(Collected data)
= = = = = = =
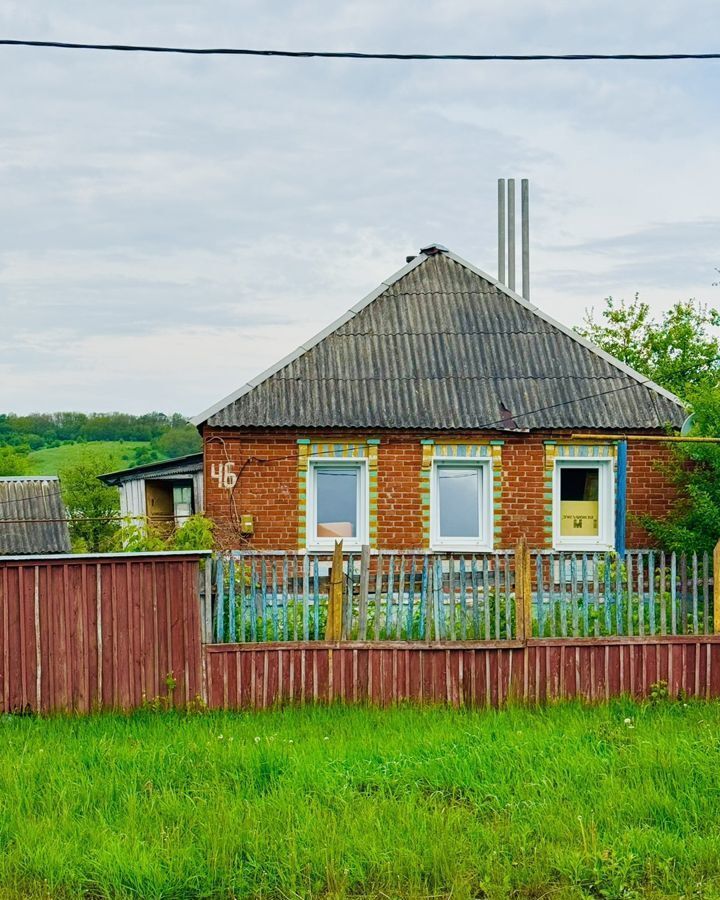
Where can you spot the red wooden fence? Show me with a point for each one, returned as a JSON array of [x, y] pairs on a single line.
[[81, 633], [487, 674]]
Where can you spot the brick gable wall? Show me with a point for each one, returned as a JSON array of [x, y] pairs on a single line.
[[265, 464]]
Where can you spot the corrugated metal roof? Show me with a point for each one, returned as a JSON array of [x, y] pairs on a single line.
[[443, 346], [26, 505], [181, 465]]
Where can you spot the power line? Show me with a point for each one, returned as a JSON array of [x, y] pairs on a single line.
[[347, 54]]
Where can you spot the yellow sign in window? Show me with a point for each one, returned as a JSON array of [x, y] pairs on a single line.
[[579, 518]]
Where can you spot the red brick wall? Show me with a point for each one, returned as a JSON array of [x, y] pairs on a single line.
[[267, 485], [648, 488]]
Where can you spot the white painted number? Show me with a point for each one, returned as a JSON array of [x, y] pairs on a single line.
[[224, 474]]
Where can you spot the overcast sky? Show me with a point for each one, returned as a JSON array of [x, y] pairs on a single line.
[[170, 226]]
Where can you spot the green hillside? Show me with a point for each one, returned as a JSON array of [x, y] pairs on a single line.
[[50, 460]]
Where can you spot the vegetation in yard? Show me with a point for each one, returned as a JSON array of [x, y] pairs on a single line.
[[614, 801], [195, 533], [92, 506], [680, 350]]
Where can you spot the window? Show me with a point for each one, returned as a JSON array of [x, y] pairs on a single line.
[[337, 503], [461, 512], [583, 504], [182, 502]]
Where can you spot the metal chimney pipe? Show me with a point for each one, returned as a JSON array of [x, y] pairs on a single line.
[[501, 230], [525, 231], [511, 233]]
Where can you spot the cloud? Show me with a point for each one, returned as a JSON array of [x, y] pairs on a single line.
[[170, 226]]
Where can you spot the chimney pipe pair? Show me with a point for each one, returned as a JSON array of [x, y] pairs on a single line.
[[510, 231]]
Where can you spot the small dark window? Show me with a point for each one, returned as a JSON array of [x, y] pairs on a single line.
[[579, 484]]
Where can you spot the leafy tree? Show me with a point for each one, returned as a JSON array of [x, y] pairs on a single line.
[[13, 461], [92, 505], [196, 533], [677, 350], [694, 522]]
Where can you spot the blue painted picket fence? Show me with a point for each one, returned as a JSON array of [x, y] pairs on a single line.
[[402, 596], [637, 594], [419, 596]]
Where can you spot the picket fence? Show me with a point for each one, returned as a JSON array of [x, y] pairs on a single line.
[[419, 596]]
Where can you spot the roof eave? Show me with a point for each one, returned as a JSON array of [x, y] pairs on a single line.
[[608, 357], [309, 344]]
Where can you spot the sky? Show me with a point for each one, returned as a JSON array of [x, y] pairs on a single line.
[[171, 226]]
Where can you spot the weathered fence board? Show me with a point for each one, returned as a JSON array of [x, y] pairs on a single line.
[[80, 633], [247, 676]]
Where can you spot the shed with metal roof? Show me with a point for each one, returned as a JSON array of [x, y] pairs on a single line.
[[33, 518]]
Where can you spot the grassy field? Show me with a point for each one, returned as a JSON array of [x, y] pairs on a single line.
[[618, 801], [51, 460]]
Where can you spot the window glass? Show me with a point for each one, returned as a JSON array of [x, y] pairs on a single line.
[[459, 501], [336, 501], [579, 506], [182, 501]]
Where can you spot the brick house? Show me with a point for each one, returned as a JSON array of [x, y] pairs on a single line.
[[442, 411]]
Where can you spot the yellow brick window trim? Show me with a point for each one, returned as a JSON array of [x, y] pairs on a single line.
[[363, 448], [564, 450], [460, 449]]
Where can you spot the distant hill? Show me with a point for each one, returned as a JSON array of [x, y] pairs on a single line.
[[52, 459], [44, 443]]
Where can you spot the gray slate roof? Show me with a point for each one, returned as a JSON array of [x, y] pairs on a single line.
[[181, 465], [442, 345], [24, 501]]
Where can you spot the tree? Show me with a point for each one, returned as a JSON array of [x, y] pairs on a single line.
[[92, 505], [693, 524], [179, 441], [13, 461], [677, 350]]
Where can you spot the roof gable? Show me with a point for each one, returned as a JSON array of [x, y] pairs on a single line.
[[442, 345]]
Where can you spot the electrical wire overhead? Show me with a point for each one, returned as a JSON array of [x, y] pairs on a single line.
[[353, 55]]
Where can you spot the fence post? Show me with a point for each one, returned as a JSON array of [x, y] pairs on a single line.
[[523, 590], [716, 589], [334, 628], [364, 590]]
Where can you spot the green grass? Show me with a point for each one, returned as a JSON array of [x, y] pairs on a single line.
[[559, 802], [52, 459]]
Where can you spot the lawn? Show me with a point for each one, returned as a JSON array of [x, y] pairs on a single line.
[[612, 801], [52, 459]]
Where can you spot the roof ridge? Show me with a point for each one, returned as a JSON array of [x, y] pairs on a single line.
[[313, 341], [565, 329], [496, 291]]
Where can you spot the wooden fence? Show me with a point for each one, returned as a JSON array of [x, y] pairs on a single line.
[[82, 633], [421, 596], [250, 676]]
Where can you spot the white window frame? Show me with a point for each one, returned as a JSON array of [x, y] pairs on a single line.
[[362, 537], [485, 503], [606, 504]]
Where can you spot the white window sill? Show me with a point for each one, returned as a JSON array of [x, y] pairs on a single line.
[[598, 547], [348, 547], [461, 548]]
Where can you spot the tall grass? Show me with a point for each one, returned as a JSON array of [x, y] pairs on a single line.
[[615, 801]]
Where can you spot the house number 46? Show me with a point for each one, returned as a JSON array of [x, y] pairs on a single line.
[[224, 474]]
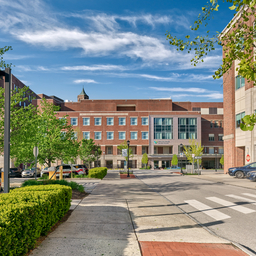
= = = = = = =
▶ [JOB] Arrange the material from its start through the line containing "[[265, 464]]" as a Markdown table with the columns Row and Line, one row per line. Skip blank lines and leave the pictures out.

▶ [RESPONSE TO THIS EXERCISE]
| Row | Line |
|---|---|
| 1 | Where can you spot the red wooden fence? Show me with a point for each one, returned as a JSON array of [x, y] pairs on a single line. |
| 2 | [[81, 633], [487, 674]] |
| 3 | Where can you spot the brick gable wall? Show me with a point for each one, returned as a JSON array of [x, y] pairs on a single line. |
| 4 | [[265, 464]] |